>> begin EXTRACTED ENTRIES

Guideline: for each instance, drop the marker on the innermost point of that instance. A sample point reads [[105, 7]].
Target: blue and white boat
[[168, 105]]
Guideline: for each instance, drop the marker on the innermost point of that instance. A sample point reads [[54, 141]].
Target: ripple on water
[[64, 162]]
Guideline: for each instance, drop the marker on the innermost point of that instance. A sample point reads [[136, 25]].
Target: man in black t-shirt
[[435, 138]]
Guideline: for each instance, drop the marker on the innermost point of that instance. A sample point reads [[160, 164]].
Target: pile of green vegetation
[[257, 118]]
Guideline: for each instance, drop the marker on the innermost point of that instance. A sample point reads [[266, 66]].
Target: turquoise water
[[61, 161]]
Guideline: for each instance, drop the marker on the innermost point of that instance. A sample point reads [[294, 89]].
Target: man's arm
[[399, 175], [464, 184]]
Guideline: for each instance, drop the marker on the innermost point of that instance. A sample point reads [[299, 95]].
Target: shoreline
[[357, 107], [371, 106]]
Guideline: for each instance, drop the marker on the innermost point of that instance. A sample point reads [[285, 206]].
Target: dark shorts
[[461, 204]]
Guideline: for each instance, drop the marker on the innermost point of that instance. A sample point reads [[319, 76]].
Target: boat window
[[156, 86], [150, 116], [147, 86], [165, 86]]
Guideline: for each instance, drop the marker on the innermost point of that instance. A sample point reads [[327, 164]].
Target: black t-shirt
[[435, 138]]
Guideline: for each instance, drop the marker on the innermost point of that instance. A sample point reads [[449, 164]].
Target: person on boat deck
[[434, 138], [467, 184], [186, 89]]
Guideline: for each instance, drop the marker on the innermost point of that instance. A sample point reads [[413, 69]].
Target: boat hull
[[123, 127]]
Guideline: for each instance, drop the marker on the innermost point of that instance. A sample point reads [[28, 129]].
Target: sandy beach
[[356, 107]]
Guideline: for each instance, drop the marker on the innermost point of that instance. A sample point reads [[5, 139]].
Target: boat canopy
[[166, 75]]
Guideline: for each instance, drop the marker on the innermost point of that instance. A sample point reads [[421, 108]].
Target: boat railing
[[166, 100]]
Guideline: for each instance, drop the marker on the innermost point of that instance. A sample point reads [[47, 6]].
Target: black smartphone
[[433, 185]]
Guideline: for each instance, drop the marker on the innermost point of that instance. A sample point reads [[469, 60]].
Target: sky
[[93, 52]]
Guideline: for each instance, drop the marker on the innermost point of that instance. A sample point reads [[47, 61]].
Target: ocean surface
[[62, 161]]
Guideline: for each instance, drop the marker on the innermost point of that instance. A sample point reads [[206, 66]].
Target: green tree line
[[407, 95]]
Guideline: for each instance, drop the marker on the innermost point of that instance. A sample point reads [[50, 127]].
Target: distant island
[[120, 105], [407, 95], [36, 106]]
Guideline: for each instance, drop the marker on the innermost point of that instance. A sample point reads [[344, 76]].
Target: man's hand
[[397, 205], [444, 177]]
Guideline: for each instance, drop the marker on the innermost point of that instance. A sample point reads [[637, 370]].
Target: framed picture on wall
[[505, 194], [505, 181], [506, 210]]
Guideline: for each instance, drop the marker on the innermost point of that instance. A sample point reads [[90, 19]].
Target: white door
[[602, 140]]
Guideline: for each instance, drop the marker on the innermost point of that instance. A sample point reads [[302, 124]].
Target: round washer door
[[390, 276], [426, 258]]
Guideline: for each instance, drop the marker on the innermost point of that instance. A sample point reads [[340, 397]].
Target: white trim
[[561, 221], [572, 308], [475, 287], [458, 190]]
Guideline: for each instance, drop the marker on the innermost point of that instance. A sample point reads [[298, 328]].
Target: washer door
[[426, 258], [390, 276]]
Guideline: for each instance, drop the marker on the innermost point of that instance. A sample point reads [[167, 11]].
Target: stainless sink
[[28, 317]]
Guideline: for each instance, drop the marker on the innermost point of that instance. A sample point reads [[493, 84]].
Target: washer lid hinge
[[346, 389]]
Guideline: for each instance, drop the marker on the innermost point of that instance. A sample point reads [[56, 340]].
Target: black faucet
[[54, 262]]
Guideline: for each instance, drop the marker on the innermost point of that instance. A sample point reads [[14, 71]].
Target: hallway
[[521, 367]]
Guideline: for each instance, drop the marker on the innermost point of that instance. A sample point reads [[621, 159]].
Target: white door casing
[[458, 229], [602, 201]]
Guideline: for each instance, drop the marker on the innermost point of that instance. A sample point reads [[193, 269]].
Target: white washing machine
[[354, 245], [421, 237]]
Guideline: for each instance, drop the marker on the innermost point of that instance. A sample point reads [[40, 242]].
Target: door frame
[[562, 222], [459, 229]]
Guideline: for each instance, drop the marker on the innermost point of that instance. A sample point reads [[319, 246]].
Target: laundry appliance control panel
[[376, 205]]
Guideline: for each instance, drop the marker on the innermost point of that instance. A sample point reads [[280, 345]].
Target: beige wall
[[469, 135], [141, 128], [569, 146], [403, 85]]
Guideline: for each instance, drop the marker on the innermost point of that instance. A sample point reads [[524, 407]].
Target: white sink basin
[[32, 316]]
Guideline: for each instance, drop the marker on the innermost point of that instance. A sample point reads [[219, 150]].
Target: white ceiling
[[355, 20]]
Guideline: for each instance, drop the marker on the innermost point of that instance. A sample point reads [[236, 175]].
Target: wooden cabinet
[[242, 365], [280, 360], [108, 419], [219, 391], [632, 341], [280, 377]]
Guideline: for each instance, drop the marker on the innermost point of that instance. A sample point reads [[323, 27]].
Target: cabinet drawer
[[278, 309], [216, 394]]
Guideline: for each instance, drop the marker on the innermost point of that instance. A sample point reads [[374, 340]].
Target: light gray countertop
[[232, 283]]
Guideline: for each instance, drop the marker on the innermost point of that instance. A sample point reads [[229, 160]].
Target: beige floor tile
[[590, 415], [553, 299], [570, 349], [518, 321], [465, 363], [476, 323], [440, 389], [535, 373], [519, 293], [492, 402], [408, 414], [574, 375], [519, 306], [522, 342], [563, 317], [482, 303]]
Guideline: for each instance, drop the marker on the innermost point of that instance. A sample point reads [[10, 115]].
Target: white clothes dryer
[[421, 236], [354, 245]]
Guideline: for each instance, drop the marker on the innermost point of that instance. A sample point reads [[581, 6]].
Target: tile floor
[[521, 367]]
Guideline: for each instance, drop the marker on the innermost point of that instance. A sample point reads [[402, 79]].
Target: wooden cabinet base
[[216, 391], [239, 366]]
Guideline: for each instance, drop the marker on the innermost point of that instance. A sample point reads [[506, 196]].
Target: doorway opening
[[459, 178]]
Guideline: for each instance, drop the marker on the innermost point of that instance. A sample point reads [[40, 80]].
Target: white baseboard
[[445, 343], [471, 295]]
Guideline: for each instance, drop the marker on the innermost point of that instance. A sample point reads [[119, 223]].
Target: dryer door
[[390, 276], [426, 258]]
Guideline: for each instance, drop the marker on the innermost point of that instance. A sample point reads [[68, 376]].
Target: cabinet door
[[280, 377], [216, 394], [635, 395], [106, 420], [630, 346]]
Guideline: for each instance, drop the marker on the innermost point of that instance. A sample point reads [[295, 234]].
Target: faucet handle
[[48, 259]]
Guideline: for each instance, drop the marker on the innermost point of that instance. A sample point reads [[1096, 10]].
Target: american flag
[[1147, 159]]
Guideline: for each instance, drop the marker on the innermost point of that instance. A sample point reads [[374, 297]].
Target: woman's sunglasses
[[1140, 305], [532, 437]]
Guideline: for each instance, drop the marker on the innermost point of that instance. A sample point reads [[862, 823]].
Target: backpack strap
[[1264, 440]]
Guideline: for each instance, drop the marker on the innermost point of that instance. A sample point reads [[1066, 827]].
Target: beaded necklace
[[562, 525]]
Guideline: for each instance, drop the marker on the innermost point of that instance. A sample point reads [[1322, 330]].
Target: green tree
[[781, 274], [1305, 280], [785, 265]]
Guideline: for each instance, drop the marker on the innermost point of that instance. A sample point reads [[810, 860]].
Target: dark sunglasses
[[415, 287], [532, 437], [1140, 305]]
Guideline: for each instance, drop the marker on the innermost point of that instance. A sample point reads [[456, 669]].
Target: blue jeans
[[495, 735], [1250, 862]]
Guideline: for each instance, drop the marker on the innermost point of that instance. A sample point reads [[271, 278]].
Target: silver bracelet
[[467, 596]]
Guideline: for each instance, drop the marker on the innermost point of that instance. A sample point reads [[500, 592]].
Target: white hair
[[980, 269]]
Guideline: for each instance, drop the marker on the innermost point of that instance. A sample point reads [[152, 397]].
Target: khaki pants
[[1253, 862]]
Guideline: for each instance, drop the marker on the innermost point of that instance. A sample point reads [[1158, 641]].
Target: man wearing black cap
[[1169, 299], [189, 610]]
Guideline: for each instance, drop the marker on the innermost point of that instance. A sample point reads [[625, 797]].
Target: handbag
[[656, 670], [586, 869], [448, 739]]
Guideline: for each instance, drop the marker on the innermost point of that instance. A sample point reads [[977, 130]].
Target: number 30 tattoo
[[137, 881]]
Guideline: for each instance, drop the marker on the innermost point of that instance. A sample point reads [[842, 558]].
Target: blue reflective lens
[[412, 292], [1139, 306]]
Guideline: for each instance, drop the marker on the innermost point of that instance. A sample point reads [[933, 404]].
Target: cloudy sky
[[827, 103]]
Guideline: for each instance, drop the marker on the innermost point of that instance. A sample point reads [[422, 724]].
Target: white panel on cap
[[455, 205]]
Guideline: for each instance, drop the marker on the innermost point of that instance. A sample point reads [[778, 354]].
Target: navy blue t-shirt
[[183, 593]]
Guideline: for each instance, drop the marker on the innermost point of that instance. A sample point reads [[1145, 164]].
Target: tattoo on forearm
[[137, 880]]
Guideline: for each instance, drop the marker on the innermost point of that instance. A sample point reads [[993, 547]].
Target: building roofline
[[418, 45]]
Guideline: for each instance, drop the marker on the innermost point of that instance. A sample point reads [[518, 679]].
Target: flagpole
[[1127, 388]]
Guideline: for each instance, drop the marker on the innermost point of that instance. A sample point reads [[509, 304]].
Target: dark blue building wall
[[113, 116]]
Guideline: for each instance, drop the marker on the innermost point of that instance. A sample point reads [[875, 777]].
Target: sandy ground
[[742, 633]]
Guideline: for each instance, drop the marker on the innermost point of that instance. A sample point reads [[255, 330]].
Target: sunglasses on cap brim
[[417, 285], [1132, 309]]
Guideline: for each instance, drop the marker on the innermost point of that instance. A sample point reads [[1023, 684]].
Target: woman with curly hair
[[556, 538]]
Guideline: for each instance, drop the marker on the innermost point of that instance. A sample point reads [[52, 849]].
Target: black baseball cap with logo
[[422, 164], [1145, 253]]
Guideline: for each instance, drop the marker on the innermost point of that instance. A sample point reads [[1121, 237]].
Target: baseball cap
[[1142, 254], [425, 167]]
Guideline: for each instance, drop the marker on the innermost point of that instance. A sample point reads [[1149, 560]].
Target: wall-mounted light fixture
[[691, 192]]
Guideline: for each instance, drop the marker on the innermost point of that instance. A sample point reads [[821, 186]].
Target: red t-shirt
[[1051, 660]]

>> end EXTRACTED ENTRIES

EXERCISE
Give the stretch of the records from the line containing "reads [[255, 330]]." through the end as a JSON list of strings, one string per line, leaving out blank lines.

COMPLETE RESPONSE
[
  "Guideline: for each instance, drop the marker on the innermost point of that instance. A sample point reads [[255, 330]].",
  "Target: sunglasses on cap brim",
  "[[417, 285], [1132, 309]]",
  "Guideline: for each instance, drop the marker on the innermost point of that instance. A sample point reads [[1023, 684]].",
  "Target: woman with curly hair",
  "[[556, 538]]",
  "Guideline: for each instance, drop the marker on the innermost point of that instance. A sample point reads [[52, 849]].",
  "Target: black baseball cap with logo",
  "[[422, 164], [1145, 253]]",
  "Guideline: for each instance, drop the marker on the innermost point of that instance. A sample point reads [[1121, 237]].",
  "Target: baseball cap",
  "[[1142, 254], [425, 167]]",
  "Guideline: for each instance, drop the marker on the innermost point of that instance. A sample point reads [[1149, 560]].",
  "Target: wall-mounted light fixture",
  "[[691, 192]]",
  "Guideline: for each instance, drop the marker on the innermost point of that instance. A sample point reads [[821, 186]].",
  "Target: red t-shirt",
  "[[1051, 660]]"
]